[[ Exercise data open ]]
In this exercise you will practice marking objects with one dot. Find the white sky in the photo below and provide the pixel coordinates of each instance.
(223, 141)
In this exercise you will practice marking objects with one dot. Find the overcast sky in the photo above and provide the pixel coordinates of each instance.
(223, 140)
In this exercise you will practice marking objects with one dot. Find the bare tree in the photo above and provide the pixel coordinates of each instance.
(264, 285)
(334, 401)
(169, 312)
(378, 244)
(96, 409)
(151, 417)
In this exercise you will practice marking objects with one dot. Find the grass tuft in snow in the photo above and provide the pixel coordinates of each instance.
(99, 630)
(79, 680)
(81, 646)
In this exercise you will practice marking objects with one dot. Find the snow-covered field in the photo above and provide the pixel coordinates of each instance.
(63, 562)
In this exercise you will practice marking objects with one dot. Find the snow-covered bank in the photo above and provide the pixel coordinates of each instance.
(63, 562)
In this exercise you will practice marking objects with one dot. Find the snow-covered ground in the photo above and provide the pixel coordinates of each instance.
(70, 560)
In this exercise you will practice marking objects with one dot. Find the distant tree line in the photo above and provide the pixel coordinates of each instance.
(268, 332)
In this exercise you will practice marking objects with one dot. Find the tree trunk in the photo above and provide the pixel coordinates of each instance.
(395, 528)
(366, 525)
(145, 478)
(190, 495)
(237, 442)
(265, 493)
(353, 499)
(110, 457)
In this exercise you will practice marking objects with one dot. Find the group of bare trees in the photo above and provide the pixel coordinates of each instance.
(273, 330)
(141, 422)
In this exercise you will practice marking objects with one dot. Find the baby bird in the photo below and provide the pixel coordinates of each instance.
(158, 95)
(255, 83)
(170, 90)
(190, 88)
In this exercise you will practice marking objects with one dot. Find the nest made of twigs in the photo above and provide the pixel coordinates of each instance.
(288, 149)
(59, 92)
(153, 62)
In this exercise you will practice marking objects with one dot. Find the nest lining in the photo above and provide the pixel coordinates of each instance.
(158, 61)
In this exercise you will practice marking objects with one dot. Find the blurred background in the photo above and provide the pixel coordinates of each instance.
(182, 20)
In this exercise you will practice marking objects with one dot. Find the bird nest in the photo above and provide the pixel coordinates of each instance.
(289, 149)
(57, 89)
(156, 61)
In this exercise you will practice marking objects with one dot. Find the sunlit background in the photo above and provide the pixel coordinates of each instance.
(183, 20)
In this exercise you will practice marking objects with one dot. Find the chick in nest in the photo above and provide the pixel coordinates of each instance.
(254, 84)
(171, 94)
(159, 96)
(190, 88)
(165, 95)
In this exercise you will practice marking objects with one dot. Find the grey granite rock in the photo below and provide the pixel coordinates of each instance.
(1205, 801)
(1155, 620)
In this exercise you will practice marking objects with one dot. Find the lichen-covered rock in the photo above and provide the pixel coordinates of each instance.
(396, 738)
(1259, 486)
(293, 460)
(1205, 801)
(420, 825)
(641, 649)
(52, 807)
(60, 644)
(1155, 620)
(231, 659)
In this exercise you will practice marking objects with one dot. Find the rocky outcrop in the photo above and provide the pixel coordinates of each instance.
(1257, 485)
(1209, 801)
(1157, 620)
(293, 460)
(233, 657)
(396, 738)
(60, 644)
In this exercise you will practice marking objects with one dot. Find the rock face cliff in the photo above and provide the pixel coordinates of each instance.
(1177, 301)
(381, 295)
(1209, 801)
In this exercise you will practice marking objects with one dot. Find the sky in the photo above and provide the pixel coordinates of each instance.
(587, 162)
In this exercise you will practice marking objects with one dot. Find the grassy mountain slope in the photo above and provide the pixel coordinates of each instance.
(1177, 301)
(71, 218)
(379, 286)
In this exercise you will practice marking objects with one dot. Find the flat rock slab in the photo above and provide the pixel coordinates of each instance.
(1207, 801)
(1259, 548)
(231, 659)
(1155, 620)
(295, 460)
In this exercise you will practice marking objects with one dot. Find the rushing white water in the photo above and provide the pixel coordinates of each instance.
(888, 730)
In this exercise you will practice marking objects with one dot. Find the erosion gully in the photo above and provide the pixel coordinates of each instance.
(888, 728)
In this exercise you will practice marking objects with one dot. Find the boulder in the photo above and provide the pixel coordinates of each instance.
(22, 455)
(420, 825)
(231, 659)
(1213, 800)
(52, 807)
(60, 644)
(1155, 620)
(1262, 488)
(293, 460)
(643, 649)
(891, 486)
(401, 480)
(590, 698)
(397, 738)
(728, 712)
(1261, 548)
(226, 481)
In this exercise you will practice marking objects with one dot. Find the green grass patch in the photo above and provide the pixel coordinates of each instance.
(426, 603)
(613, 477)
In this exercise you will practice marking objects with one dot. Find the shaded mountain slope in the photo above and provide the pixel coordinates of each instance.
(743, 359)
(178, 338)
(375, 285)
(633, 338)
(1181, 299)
[[ Exercise data closed ]]
--- Task to complete ---
Word for word, retype all of the material.

--- The completed task ---
In this exercise you will practice marking objects with one dot. Find the white sky in the photo below and provide the pixel coordinates of each instance.
(223, 141)
In this exercise you will practice marking objects with one dot. Find the overcast sky in the photo above and provide the pixel coordinates of each instance.
(223, 140)
In this exercise you will practice marking objects with one dot. Find the bare tree in the photo above and provide the pixel coordinates of each instance.
(264, 285)
(334, 401)
(169, 312)
(378, 244)
(96, 409)
(151, 417)
In this exercise you will practice marking objects with one dot. Find the grass tuft in snow in the photo above and provide the pixel coordinates of each instance.
(99, 630)
(79, 680)
(81, 646)
In this exercise you will practice marking objects with one dot. Find the snow-covered field in the photo above and provide the pixel coordinates of each instance.
(63, 562)
In this exercise you will practice marking objects with one dot. Find the snow-covered bank in the photo above and provide the pixel coordinates of each instance.
(63, 562)
In this exercise you will practice marking objects with one dot. Find the snow-covered ground in the photo above and provide the pixel coordinates of each instance.
(70, 560)
In this exercise you will practice marking objects with one dot. Find the distant tree line in the photo above and provide the pixel coordinates of each instance.
(268, 332)
In this exercise you will practice marking objects with one dot. Find the tree trunk in the photo above and provide the pixel coordinates of each instance.
(395, 528)
(366, 525)
(145, 478)
(190, 495)
(237, 442)
(265, 493)
(353, 499)
(110, 457)
In this exercise you will practice marking objects with one dot. Find the group of bare trees in the photo above and provide the pixel coordinates of each instance.
(273, 330)
(141, 422)
In this exercise you will practice marking objects with one dot. Find the baby bird in the photo below and provide the pixel coordinates of each instance.
(158, 95)
(255, 83)
(170, 90)
(190, 88)
In this exercise you will practice marking objects with one dot. Find the nest made of twigs in the photo above and provide the pixel coordinates of each instance.
(288, 149)
(59, 92)
(153, 62)
In this exercise you will practice marking objects with one dot. Find the nest lining in the photo above and provide the pixel coordinates of each instance.
(158, 61)
In this exercise you will practice marking objects with one dot. Find the blurred background in the photo above and provide the pixel coordinates of each instance.
(182, 20)
In this exercise you will practice marking objects with one dot. Find the bird nest in the photo above and provide the pixel coordinates of each instance.
(289, 149)
(57, 89)
(156, 61)
In this exercise you will practice marking objects with one dot. Find the sunlit background in the photo above and provide the pixel coordinates of each instance.
(183, 20)
In this exercise you will practice marking objects with one dot. Find the chick in nest in the photo above and provide the pixel coordinates of each instance.
(254, 84)
(171, 94)
(159, 96)
(190, 88)
(165, 95)
In this exercise you will practice marking objects with one dot. Find the grey granite rock in the photo below and provide the pixel coordinates of each instance.
(1205, 801)
(1155, 620)
In this exercise you will practice marking objects with one dot. Find the lichen-covered rock in the photo above and provide the pixel coordinates of each instance.
(396, 738)
(1259, 486)
(293, 460)
(1205, 801)
(420, 825)
(641, 649)
(52, 807)
(60, 644)
(1155, 620)
(231, 659)
In this exercise you will practice marking objects with one dot. Find the rocky outcrop in the photo above and provide the pixel coordinates of each instance.
(1257, 485)
(1209, 801)
(1157, 620)
(293, 460)
(233, 657)
(396, 738)
(60, 644)
In this exercise you will practice marking objects with one dot. Find the rock face cliff in the photo above and provide the pixel coordinates of each instance.
(1177, 301)
(381, 295)
(1209, 801)
In this exercise you will practice marking objects with one dot. Find the sky in the photo above and provide the pixel coordinates of each instance.
(587, 162)
In this exercise you will practice marking objects with one dot. Find the grassy mountain slope in the photo above and provide the pixel coordinates of each instance.
(1177, 301)
(71, 218)
(379, 286)
In this exercise you will practice marking objects with one dot. Find the flat rock slab in the photo above and provide the pixel coordinates of each instance.
(1207, 801)
(1259, 548)
(231, 659)
(1155, 620)
(295, 460)
In this exercise you will practice marking objects with one dot. Find the rushing white water in the photo above and provide the pixel coordinates of each instance.
(888, 730)
In this exercise you will practice marking objects with one dot. Find the erosion gully in the photo above and provide the pixel coordinates of each instance.
(888, 728)
In this exercise you will practice marking objects with one dot. Find the boulder in the photo above and provide the pixel coordinates of each instance.
(22, 455)
(420, 825)
(231, 659)
(1213, 800)
(52, 807)
(60, 644)
(1155, 620)
(1262, 488)
(293, 460)
(643, 649)
(891, 486)
(401, 480)
(590, 698)
(397, 738)
(728, 712)
(1261, 548)
(226, 481)
In this exercise you will practice marking objects with one dot. Find the green grass patch in the photo above and provide the pixel coordinates of each instance.
(426, 603)
(613, 477)
In this exercise you will practice marking objects with one dot. Find the shaded mountain slope in the photo above and provide the pixel coordinates of each instance.
(743, 359)
(178, 338)
(375, 285)
(633, 338)
(1181, 299)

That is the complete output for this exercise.